━━ SUPPLIED MATERIAL ━━
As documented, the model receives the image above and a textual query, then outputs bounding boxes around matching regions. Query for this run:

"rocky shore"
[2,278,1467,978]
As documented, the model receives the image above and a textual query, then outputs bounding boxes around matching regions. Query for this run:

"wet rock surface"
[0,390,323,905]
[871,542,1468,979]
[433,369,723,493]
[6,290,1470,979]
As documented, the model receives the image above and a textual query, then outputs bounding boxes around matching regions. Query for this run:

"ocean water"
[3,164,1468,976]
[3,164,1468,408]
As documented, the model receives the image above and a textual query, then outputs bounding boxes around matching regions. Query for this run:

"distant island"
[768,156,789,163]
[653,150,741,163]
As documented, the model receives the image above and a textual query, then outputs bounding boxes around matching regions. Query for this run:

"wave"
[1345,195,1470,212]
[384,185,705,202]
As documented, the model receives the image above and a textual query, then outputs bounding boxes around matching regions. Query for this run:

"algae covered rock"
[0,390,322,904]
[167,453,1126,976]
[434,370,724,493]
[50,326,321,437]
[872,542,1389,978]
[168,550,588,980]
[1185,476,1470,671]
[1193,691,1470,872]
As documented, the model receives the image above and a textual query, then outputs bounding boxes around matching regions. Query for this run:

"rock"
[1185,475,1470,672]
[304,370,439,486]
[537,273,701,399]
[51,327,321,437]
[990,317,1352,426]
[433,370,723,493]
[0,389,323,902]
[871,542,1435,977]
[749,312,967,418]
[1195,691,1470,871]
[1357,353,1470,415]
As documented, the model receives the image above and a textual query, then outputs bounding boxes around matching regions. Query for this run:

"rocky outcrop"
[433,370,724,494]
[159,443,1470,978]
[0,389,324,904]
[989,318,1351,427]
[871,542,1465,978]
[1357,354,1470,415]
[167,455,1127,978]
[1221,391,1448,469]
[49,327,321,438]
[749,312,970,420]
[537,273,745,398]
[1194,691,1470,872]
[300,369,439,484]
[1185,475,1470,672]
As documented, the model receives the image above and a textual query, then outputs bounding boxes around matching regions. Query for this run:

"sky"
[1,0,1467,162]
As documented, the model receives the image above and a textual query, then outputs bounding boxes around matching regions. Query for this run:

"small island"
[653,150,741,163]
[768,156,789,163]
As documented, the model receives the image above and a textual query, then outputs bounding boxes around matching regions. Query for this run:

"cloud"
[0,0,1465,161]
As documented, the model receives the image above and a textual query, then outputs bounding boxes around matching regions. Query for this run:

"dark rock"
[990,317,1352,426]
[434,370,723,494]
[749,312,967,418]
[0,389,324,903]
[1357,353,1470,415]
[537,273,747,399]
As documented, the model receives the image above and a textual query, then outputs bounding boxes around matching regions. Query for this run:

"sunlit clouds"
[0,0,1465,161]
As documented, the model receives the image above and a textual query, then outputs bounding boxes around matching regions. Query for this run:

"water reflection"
━━━
WORK INSTRUCTION —
Give all the records above again, wording unchanged.

YOUR RESPONSE —
As documented, the model receives the image above and a textual query, then outputs bounding boxes around matching regions. Query for this run:

"rocky shore"
[2,278,1467,978]
As documented, the model receives the image above and a textual query, then outputs bounding boxes around matching regions. Query for this run:

"wet rock surface"
[0,390,323,905]
[871,542,1468,979]
[433,369,723,493]
[6,290,1470,979]
As documented, the model receives the image above and a textual query, then outputs bounding boxes around matching regions. Query for this run:

"ocean water"
[3,164,1468,976]
[3,164,1468,408]
As documented, the model receives the image above and a textual query, then outputs bounding boxes around matching regions. Query for this run:

"distant island"
[768,156,789,163]
[653,150,741,163]
As documented, the model receives the image above and a textual query, then outputs bounding boxes around matching regions. Query for this run:

"wave"
[1345,195,1470,212]
[384,185,705,202]
As documented, the model receives the image above and a textual query, then outputs bounding boxes around matching regions. Query for this run:

"algae covered rock"
[0,390,322,904]
[167,453,1126,976]
[434,370,724,493]
[50,326,321,437]
[872,542,1389,978]
[168,550,588,980]
[1185,476,1470,671]
[1193,691,1470,872]
As documented, the model receives the image above and a textual query, then outputs bounding boxes around matching regions. Query for this run:

"rock"
[1185,475,1470,672]
[304,370,439,486]
[537,273,701,399]
[51,327,321,437]
[990,317,1352,426]
[433,370,723,493]
[0,389,323,902]
[871,542,1435,977]
[749,312,967,418]
[1195,691,1470,871]
[1357,353,1470,415]
As documented, the model receives the image above and a textual query, then outputs bounding boxes around matching regions. Query for this run:

"rocky outcrop"
[433,370,724,494]
[159,443,1470,978]
[0,389,324,904]
[989,318,1351,427]
[871,542,1465,978]
[1357,354,1470,415]
[167,455,1127,978]
[1221,391,1448,469]
[49,327,321,438]
[749,312,970,420]
[537,273,745,398]
[1194,691,1470,872]
[300,369,439,484]
[1185,475,1470,672]
As documented, the model receives the image above and a textual query, then outputs bounding boxes around matching regions. Query for this run:

"sky"
[1,0,1467,162]
As documented, the model receives the image above and a textual query, then outputs bounding boxes around matching regions. Query for this run:

"small island"
[653,150,741,163]
[768,156,789,163]
As documented, the model receives the image above and a textual query, then outputs bounding boxes around matching regions. Query for this run:

"cloud"
[0,0,1465,161]
As documented, the model receives the image above and a textual query, then outputs bounding boxes around matching regions. Query for this run:

"dark rock"
[990,317,1352,426]
[434,370,723,494]
[749,312,967,418]
[0,389,324,903]
[1357,353,1470,415]
[537,273,747,399]
As documented, the model receives the image above and a textual query, then outputs bounding boxes around matching regions. Query for this run:

"sunlit clouds"
[0,0,1465,161]
As documented, the model receives the image above and a textual query, then outputs bounding boxes around matching regions. Query for this run:

"water reflection"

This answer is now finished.